Your task
Every entry should be given again exactly, with nothing dropped.

Given entries

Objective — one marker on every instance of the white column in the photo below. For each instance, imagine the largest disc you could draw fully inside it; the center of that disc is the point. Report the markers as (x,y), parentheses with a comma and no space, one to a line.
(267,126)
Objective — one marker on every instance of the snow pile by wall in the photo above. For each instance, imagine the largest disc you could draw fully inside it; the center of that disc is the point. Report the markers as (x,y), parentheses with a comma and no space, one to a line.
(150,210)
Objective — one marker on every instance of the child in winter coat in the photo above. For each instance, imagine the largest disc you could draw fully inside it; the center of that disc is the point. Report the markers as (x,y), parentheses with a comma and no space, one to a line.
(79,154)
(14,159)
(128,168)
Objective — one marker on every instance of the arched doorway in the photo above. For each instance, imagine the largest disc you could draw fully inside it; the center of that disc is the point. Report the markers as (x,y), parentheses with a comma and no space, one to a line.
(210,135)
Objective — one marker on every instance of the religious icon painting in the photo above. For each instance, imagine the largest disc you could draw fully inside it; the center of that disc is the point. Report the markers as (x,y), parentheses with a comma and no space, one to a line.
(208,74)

Written solution
Objective — one marker on every instance of the white column in the photo below. For each instance, imagine the largest disc you could draw fully inside it; the center of that disc is the point. Report the markers as (x,y), parentheses with a comma and no space, one to a line.
(267,126)
Objective — one marker on every instance of the snow pile by wall in the photo above. For each instance, imagine the largest disc you could draw fully inside it; the center of that disc is the point. Report the markers as (x,y), parentheses with a comma and no space, one to a line.
(150,210)
Objective — one marker on every instance of the child in winter coat in the photo above. For each instance, imagine the largest disc you could draw fully inside it; the center of that disc is the point. Report the markers as (x,y), parentheses with a comma and no space, one to a line.
(79,154)
(14,159)
(128,168)
Objective — one marker on every instance of the arched doorway in the photo above. For each instance, imagine the largest disc you could draw fully inside it; the center of that disc is the point. Report the markers as (x,y), parentheses with a comma and no space, one to a line.
(210,135)
Objective — one marker on every instance of the religious icon painting in the photo above. For each instance, imagine the largest disc you could draw fully inside it; the center of that disc is the point. Report the markers as (x,y), parentheses with a comma and no space, one to a line.
(208,74)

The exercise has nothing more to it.